_Entries supplied_:
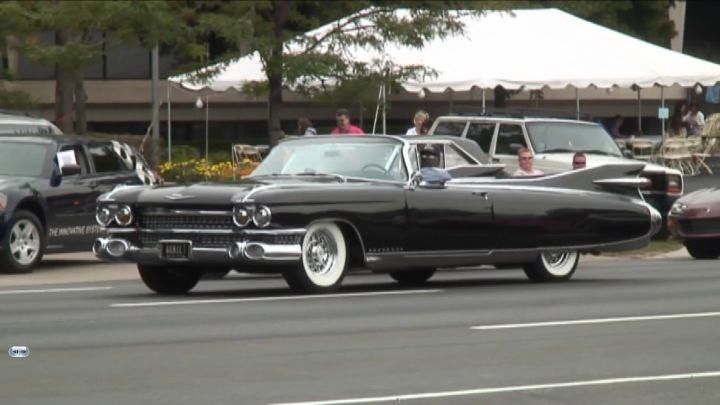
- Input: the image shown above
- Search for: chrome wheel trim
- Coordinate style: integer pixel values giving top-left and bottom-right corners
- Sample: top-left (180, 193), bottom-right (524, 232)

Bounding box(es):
top-left (304, 229), bottom-right (338, 276)
top-left (9, 219), bottom-right (41, 266)
top-left (540, 250), bottom-right (578, 277)
top-left (301, 223), bottom-right (347, 288)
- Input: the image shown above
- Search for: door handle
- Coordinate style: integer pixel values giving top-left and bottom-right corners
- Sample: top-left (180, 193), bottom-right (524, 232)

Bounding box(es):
top-left (472, 191), bottom-right (489, 200)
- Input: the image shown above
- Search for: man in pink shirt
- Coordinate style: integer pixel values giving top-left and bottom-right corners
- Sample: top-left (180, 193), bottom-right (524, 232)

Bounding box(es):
top-left (331, 108), bottom-right (364, 135)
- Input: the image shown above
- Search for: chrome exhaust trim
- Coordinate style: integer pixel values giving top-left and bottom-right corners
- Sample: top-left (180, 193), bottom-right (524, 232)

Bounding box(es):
top-left (244, 242), bottom-right (301, 261)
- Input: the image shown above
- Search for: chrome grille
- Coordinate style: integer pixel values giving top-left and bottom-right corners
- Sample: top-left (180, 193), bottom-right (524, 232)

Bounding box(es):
top-left (141, 233), bottom-right (237, 248)
top-left (139, 213), bottom-right (234, 230)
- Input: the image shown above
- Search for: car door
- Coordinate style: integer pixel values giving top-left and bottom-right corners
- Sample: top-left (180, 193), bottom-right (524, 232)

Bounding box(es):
top-left (491, 123), bottom-right (528, 171)
top-left (44, 142), bottom-right (96, 251)
top-left (404, 143), bottom-right (495, 252)
top-left (86, 141), bottom-right (142, 196)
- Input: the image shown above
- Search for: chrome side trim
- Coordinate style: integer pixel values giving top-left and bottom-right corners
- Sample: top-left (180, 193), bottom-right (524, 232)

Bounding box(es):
top-left (141, 229), bottom-right (236, 235)
top-left (594, 178), bottom-right (651, 188)
top-left (104, 228), bottom-right (137, 233)
top-left (243, 228), bottom-right (306, 235)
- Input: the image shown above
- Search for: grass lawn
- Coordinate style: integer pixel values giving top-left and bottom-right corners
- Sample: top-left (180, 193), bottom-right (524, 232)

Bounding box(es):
top-left (601, 239), bottom-right (683, 257)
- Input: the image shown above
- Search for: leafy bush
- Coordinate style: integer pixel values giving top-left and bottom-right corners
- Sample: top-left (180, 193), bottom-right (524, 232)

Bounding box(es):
top-left (158, 158), bottom-right (259, 184)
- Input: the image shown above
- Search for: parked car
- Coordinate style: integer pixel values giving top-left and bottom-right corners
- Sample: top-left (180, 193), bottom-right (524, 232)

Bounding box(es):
top-left (0, 112), bottom-right (63, 135)
top-left (94, 135), bottom-right (661, 294)
top-left (668, 187), bottom-right (720, 259)
top-left (0, 135), bottom-right (159, 272)
top-left (428, 114), bottom-right (683, 237)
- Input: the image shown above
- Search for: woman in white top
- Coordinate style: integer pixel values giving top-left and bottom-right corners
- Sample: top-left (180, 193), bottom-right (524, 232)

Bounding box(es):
top-left (406, 110), bottom-right (430, 135)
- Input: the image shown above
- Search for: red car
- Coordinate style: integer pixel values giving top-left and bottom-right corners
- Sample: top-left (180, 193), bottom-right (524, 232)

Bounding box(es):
top-left (668, 187), bottom-right (720, 259)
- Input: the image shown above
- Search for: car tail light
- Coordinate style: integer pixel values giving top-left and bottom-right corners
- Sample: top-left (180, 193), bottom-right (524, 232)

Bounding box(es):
top-left (666, 175), bottom-right (683, 194)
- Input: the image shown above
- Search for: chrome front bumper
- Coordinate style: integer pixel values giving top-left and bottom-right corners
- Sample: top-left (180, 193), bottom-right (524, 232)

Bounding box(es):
top-left (93, 237), bottom-right (302, 265)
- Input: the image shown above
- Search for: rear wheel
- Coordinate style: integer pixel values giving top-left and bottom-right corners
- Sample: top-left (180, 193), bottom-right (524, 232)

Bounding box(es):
top-left (283, 222), bottom-right (348, 293)
top-left (523, 250), bottom-right (579, 282)
top-left (389, 268), bottom-right (436, 285)
top-left (0, 210), bottom-right (45, 273)
top-left (685, 239), bottom-right (720, 260)
top-left (138, 264), bottom-right (202, 294)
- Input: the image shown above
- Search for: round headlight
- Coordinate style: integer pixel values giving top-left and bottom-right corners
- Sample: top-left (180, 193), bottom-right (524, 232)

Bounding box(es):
top-left (670, 202), bottom-right (688, 215)
top-left (96, 207), bottom-right (113, 226)
top-left (114, 205), bottom-right (134, 226)
top-left (252, 205), bottom-right (272, 228)
top-left (233, 207), bottom-right (250, 227)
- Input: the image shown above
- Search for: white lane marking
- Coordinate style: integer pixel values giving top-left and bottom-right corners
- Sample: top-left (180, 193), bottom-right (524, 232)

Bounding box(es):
top-left (470, 311), bottom-right (720, 330)
top-left (271, 371), bottom-right (720, 405)
top-left (0, 286), bottom-right (113, 295)
top-left (111, 289), bottom-right (442, 308)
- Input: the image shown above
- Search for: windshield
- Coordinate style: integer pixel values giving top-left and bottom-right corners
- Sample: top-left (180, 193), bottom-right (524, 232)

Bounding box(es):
top-left (526, 122), bottom-right (622, 157)
top-left (251, 138), bottom-right (407, 182)
top-left (0, 143), bottom-right (49, 177)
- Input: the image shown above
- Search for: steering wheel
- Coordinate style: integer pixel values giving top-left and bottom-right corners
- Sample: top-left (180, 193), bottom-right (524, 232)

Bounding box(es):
top-left (361, 163), bottom-right (388, 174)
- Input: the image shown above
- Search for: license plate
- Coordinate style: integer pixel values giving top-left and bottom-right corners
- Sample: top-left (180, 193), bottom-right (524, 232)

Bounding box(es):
top-left (160, 241), bottom-right (191, 260)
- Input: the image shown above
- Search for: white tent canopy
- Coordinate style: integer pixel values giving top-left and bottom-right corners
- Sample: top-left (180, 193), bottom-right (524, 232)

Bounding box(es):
top-left (169, 8), bottom-right (720, 94)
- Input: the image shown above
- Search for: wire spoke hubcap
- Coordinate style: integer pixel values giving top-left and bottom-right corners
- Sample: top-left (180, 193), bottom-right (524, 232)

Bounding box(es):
top-left (304, 230), bottom-right (337, 276)
top-left (9, 220), bottom-right (40, 265)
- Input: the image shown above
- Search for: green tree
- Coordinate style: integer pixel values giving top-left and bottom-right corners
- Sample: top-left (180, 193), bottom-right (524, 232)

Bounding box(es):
top-left (0, 0), bottom-right (199, 134)
top-left (188, 1), bottom-right (515, 145)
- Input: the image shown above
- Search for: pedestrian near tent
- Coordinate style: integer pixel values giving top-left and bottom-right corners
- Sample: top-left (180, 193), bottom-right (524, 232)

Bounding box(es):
top-left (683, 103), bottom-right (705, 136)
top-left (406, 110), bottom-right (430, 135)
top-left (513, 147), bottom-right (544, 177)
top-left (331, 108), bottom-right (364, 135)
top-left (297, 117), bottom-right (317, 136)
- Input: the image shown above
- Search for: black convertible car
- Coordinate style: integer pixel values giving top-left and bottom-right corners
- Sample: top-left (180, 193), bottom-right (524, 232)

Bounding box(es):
top-left (0, 135), bottom-right (159, 272)
top-left (95, 135), bottom-right (662, 293)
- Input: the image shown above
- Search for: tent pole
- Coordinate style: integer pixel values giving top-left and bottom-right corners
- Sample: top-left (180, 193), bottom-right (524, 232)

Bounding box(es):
top-left (637, 87), bottom-right (642, 134)
top-left (575, 88), bottom-right (580, 120)
top-left (660, 86), bottom-right (666, 139)
top-left (372, 84), bottom-right (382, 134)
top-left (482, 89), bottom-right (486, 114)
top-left (167, 83), bottom-right (172, 163)
top-left (382, 84), bottom-right (387, 135)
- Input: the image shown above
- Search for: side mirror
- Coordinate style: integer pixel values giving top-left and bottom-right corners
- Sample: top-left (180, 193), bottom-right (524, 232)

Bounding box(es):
top-left (416, 167), bottom-right (452, 189)
top-left (622, 149), bottom-right (634, 159)
top-left (61, 164), bottom-right (82, 176)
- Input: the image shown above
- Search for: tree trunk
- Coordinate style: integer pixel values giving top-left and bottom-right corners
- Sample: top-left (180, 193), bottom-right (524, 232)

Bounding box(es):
top-left (267, 1), bottom-right (288, 147)
top-left (73, 71), bottom-right (88, 134)
top-left (54, 31), bottom-right (74, 134)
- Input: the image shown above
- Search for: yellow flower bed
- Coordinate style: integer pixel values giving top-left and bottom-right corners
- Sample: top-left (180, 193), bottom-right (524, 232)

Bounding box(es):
top-left (159, 159), bottom-right (259, 183)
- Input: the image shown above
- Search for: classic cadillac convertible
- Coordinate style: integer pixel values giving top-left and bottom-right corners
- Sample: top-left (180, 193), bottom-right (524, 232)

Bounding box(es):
top-left (94, 136), bottom-right (662, 294)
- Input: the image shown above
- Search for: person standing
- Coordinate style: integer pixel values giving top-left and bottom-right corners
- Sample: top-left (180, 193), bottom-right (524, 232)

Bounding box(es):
top-left (406, 110), bottom-right (430, 135)
top-left (683, 103), bottom-right (705, 136)
top-left (513, 147), bottom-right (544, 177)
top-left (331, 108), bottom-right (364, 135)
top-left (297, 117), bottom-right (317, 136)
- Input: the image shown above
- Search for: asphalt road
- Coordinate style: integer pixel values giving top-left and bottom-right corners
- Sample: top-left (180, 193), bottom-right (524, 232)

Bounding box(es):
top-left (2, 254), bottom-right (720, 405)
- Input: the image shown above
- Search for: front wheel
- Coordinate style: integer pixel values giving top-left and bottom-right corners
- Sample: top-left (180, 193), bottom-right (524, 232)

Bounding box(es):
top-left (283, 222), bottom-right (348, 293)
top-left (523, 250), bottom-right (579, 282)
top-left (138, 264), bottom-right (202, 294)
top-left (0, 210), bottom-right (45, 273)
top-left (389, 268), bottom-right (436, 285)
top-left (685, 239), bottom-right (720, 260)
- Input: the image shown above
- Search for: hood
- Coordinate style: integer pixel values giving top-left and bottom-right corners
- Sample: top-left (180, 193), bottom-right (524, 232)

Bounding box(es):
top-left (677, 187), bottom-right (720, 215)
top-left (118, 176), bottom-right (355, 206)
top-left (536, 153), bottom-right (679, 174)
top-left (0, 175), bottom-right (35, 191)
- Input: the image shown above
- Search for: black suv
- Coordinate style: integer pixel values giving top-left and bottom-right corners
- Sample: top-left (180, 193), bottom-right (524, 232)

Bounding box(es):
top-left (0, 135), bottom-right (158, 272)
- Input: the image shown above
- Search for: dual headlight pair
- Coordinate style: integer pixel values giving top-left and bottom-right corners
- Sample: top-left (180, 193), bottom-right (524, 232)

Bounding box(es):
top-left (234, 205), bottom-right (271, 228)
top-left (96, 205), bottom-right (133, 227)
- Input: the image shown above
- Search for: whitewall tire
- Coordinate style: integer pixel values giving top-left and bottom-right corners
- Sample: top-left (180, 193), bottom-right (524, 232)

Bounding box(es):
top-left (523, 250), bottom-right (579, 282)
top-left (283, 222), bottom-right (348, 293)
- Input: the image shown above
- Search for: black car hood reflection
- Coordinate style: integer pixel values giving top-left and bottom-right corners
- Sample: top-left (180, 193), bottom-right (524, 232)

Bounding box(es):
top-left (134, 175), bottom-right (358, 205)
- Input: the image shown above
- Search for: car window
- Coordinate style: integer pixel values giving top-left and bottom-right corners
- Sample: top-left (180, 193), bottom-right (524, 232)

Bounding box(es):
top-left (0, 143), bottom-right (49, 177)
top-left (443, 144), bottom-right (473, 168)
top-left (495, 124), bottom-right (526, 155)
top-left (58, 145), bottom-right (90, 175)
top-left (466, 123), bottom-right (495, 153)
top-left (432, 121), bottom-right (466, 136)
top-left (88, 144), bottom-right (131, 173)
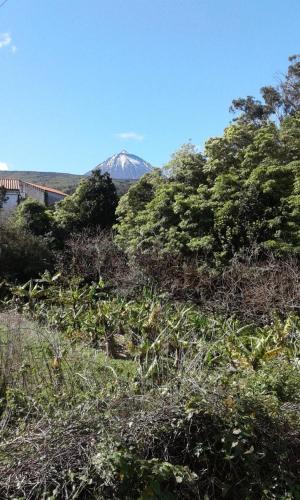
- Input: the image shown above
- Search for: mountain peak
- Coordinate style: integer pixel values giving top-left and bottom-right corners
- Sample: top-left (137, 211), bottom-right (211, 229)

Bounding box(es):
top-left (86, 151), bottom-right (153, 180)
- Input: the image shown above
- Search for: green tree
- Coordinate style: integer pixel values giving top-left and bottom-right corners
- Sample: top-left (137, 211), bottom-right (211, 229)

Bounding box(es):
top-left (230, 54), bottom-right (300, 124)
top-left (14, 198), bottom-right (52, 236)
top-left (55, 170), bottom-right (118, 235)
top-left (115, 169), bottom-right (163, 253)
top-left (116, 148), bottom-right (214, 257)
top-left (115, 57), bottom-right (300, 266)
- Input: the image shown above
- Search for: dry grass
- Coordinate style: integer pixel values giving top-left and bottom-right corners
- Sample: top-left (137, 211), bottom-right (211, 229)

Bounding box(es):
top-left (0, 411), bottom-right (99, 499)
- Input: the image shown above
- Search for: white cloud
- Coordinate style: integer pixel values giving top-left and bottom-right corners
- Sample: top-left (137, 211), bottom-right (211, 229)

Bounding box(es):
top-left (0, 33), bottom-right (12, 49)
top-left (0, 162), bottom-right (9, 171)
top-left (116, 131), bottom-right (144, 141)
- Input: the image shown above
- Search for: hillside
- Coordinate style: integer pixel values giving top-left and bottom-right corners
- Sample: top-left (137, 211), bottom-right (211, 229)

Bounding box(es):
top-left (7, 171), bottom-right (133, 196)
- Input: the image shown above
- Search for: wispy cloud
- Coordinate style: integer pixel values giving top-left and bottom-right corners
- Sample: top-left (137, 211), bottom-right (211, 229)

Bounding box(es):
top-left (0, 32), bottom-right (12, 49)
top-left (116, 131), bottom-right (144, 141)
top-left (0, 33), bottom-right (16, 53)
top-left (0, 162), bottom-right (9, 171)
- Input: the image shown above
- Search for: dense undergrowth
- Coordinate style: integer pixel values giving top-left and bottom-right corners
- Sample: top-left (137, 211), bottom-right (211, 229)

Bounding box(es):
top-left (0, 275), bottom-right (299, 499)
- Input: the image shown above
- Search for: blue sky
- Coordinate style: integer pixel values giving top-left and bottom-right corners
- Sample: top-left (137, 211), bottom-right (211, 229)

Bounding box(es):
top-left (0, 0), bottom-right (299, 174)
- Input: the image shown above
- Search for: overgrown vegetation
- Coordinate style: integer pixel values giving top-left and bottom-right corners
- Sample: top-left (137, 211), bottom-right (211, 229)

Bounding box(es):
top-left (1, 56), bottom-right (300, 499)
top-left (1, 282), bottom-right (299, 499)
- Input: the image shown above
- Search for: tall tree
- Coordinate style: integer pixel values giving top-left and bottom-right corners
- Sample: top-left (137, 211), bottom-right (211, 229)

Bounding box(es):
top-left (55, 170), bottom-right (118, 235)
top-left (230, 55), bottom-right (300, 124)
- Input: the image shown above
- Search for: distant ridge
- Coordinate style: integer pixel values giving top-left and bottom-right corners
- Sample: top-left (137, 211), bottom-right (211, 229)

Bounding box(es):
top-left (6, 171), bottom-right (84, 194)
top-left (6, 171), bottom-right (132, 197)
top-left (86, 150), bottom-right (153, 180)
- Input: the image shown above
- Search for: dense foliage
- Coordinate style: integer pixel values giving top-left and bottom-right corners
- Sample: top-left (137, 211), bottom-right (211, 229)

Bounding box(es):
top-left (116, 57), bottom-right (300, 265)
top-left (0, 223), bottom-right (53, 281)
top-left (14, 198), bottom-right (52, 236)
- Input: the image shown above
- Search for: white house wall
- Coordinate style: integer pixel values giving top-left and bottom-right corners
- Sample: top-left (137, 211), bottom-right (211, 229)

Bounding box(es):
top-left (20, 183), bottom-right (45, 204)
top-left (3, 191), bottom-right (20, 211)
top-left (46, 191), bottom-right (65, 205)
top-left (0, 191), bottom-right (20, 221)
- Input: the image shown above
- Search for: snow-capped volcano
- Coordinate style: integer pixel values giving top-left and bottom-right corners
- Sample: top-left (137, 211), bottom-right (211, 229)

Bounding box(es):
top-left (87, 150), bottom-right (153, 180)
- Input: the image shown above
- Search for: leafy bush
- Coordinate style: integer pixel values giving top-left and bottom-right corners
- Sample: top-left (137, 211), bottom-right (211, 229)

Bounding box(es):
top-left (0, 222), bottom-right (54, 281)
top-left (13, 197), bottom-right (52, 236)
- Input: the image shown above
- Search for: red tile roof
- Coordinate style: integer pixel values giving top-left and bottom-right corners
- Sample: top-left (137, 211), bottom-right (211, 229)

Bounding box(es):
top-left (0, 178), bottom-right (66, 196)
top-left (0, 178), bottom-right (20, 190)
top-left (26, 182), bottom-right (67, 196)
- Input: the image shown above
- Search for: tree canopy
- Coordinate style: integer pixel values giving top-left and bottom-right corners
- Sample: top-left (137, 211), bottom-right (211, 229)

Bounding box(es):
top-left (54, 170), bottom-right (118, 235)
top-left (115, 57), bottom-right (300, 266)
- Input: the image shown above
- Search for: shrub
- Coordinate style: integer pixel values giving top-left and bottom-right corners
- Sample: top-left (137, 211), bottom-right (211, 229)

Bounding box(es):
top-left (0, 222), bottom-right (54, 281)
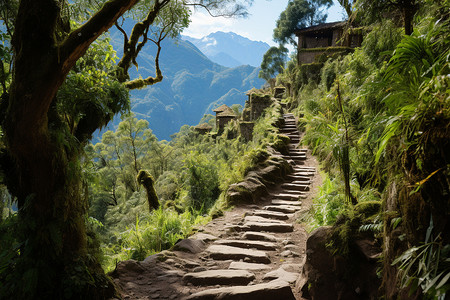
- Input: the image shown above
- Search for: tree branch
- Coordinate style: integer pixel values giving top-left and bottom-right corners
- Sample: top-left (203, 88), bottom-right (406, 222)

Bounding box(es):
top-left (60, 0), bottom-right (139, 75)
top-left (116, 0), bottom-right (171, 82)
top-left (124, 40), bottom-right (163, 89)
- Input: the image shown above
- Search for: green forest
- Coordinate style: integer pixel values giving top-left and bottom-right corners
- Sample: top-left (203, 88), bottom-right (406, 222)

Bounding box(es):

_Exercise_: Could you filter the material above and copy each line that holds the word "front"?

_Answer to this exercise_:
- Search for: chrome front bumper
- Search for: front wheel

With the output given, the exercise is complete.